═════ Given entries
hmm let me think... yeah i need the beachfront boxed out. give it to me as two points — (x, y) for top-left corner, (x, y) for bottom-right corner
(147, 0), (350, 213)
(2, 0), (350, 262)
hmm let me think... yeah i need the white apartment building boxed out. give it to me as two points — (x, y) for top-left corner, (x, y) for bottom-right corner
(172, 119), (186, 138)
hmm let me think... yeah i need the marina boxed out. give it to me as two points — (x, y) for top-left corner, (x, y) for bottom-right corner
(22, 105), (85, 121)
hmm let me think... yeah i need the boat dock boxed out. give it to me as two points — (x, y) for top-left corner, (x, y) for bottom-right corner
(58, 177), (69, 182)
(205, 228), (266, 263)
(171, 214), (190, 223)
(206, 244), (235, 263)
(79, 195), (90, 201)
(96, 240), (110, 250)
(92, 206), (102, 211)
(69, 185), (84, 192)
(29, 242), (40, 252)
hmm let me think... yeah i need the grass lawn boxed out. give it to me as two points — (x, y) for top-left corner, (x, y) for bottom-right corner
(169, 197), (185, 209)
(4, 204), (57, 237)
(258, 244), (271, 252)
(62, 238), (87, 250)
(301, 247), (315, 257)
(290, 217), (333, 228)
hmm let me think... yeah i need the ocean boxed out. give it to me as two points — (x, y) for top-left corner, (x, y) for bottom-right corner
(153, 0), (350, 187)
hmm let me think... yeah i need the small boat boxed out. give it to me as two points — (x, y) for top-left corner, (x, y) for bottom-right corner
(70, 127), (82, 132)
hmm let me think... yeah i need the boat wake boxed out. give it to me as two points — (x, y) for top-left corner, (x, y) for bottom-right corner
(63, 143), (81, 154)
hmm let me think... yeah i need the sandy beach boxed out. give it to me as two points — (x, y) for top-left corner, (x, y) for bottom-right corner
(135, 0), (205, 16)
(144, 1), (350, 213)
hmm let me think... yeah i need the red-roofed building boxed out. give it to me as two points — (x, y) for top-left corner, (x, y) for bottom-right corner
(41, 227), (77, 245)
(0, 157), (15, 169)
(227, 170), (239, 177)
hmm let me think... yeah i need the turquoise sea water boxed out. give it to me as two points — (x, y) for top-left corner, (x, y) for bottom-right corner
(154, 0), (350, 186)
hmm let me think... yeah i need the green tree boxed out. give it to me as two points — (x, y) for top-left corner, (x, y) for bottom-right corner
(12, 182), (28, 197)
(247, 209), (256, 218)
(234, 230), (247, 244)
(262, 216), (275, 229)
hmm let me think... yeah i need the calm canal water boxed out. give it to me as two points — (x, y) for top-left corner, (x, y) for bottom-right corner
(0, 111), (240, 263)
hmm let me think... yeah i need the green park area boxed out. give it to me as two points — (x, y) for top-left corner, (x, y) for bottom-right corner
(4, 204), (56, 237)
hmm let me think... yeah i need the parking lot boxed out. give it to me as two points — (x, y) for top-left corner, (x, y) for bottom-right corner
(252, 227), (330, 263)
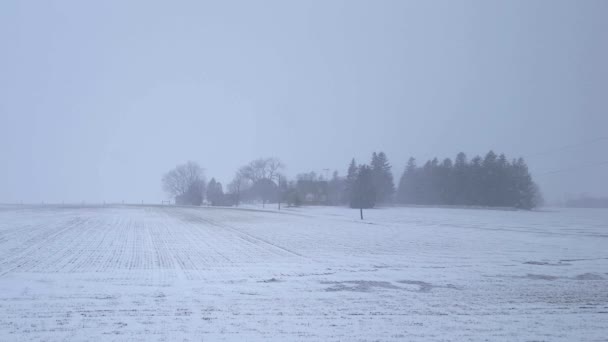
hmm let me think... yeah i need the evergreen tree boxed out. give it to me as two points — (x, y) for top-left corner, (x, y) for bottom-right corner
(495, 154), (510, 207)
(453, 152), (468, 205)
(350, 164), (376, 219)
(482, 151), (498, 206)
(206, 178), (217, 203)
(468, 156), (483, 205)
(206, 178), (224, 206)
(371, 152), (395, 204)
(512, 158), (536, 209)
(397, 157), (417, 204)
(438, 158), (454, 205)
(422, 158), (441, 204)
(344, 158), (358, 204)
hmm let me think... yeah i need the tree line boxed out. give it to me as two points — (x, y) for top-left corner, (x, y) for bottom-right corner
══════════
═════ Given entries
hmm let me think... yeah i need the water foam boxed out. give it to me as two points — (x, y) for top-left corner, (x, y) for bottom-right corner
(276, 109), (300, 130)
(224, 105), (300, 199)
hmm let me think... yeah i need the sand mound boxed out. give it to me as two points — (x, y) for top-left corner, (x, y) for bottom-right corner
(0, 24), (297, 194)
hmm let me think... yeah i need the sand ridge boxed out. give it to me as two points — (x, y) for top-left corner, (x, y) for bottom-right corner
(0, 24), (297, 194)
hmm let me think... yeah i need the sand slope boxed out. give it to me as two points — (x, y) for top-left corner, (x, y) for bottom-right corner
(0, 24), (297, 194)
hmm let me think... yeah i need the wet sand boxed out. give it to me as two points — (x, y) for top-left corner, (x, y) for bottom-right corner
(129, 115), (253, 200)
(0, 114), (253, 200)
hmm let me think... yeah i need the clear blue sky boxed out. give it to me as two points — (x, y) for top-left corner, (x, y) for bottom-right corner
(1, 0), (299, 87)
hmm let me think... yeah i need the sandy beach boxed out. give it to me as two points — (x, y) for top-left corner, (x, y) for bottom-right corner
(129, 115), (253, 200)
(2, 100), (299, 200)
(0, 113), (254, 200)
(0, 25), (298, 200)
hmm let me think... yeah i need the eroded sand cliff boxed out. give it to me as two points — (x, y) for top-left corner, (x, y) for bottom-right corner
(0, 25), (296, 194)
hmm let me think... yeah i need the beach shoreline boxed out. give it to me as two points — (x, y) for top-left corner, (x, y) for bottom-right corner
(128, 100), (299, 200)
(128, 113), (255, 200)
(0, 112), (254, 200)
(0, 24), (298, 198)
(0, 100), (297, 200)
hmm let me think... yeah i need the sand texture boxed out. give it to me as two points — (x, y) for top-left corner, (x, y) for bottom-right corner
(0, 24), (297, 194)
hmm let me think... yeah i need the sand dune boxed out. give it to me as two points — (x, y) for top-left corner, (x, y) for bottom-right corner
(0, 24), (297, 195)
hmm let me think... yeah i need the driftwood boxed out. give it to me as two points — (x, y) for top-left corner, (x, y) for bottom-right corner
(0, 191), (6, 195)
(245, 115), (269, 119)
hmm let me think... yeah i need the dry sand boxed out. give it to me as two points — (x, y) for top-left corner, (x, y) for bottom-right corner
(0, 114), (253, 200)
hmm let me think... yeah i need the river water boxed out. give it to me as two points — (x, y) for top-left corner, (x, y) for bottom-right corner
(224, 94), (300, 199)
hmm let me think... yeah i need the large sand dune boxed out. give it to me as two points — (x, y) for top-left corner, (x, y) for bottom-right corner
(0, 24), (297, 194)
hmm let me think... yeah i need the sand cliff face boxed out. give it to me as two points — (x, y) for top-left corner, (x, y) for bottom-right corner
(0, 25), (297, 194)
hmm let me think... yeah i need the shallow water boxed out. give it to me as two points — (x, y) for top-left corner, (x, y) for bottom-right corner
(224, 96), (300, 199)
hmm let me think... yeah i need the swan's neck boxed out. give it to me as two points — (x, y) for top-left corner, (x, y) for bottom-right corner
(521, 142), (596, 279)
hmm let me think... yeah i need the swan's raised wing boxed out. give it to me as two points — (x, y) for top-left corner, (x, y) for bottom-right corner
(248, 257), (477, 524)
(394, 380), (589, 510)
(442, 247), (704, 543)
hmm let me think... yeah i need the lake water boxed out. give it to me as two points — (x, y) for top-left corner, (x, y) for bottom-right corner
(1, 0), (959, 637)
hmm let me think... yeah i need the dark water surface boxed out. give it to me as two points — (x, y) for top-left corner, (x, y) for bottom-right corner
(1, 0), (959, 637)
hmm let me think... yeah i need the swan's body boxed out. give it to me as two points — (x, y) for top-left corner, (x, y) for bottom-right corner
══════════
═════ Given entries
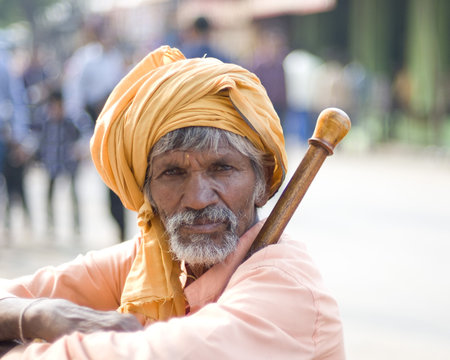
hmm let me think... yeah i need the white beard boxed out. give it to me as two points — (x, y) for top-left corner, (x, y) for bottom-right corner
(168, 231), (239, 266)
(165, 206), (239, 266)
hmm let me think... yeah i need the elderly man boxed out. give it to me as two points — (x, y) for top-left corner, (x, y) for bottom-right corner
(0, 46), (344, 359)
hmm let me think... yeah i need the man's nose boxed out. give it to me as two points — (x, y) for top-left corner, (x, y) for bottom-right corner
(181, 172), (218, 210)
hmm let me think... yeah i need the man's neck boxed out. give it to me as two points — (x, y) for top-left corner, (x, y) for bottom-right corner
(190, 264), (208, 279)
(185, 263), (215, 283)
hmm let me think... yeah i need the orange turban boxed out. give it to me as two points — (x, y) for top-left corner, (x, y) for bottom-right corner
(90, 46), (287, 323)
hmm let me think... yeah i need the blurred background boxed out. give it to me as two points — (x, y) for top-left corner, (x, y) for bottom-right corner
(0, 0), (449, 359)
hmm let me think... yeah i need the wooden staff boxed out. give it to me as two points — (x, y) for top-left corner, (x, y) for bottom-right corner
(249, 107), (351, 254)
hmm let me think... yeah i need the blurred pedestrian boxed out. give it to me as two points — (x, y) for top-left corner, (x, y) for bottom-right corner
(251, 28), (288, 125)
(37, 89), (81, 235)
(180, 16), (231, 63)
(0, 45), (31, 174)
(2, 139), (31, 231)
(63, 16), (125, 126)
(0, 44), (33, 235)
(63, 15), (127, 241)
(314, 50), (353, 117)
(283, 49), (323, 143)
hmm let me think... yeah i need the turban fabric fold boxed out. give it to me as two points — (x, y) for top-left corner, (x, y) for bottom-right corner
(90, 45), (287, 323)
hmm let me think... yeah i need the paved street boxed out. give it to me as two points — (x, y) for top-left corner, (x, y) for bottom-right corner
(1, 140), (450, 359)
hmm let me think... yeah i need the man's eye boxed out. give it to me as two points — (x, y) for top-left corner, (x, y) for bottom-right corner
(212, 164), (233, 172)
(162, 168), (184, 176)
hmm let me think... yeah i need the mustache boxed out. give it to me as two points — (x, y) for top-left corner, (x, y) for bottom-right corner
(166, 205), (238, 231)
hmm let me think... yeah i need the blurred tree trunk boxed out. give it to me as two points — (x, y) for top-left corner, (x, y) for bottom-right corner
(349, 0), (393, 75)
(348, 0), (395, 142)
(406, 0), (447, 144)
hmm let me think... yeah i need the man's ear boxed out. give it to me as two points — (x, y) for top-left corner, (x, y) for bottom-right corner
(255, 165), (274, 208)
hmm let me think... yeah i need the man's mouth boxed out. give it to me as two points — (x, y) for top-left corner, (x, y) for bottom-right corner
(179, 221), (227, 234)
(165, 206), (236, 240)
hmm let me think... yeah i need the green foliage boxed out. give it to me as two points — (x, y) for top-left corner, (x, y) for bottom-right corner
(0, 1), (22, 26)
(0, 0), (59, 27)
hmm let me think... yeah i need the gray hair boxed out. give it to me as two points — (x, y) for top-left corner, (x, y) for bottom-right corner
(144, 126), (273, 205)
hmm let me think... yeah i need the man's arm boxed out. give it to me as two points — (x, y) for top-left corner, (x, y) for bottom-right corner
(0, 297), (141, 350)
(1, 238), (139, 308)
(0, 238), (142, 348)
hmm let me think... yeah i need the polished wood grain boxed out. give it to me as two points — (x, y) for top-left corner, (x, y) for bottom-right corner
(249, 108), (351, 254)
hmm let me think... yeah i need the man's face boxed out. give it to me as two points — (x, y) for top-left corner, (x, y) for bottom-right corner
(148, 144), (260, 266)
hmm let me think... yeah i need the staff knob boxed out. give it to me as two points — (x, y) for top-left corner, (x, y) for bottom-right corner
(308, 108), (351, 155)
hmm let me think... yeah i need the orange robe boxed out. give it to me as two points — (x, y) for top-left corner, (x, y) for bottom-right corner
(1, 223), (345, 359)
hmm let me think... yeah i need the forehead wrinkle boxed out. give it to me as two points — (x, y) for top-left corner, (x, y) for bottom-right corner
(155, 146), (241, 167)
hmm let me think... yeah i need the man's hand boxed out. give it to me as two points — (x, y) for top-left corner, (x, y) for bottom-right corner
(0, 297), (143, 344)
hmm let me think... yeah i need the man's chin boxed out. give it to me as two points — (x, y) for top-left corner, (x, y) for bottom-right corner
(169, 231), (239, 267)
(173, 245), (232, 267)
══════════
> **Required work**
Nothing should appear in the answer except the lines above from the line with "hmm let me think... yeah i need the lake" through the line with "hmm let me think... yeah i need the swan's body", both included, written out exactly.

> **Result below**
hmm let me think... yeah i need the lake water boxed out. give it to me as two points — (x, y) for top-left corner, (x, y) for bottom-right corner
(1, 0), (959, 637)
hmm let me think... yeah i need the dark water surface boxed out. give it to me as two points — (x, y) for top-left corner, (x, y) for bottom-right corner
(1, 0), (959, 637)
hmm let me think... yeah i need the swan's body boxed out. give it to me as two points — (x, y) for top-left corner, (x, y) for bottom-right corner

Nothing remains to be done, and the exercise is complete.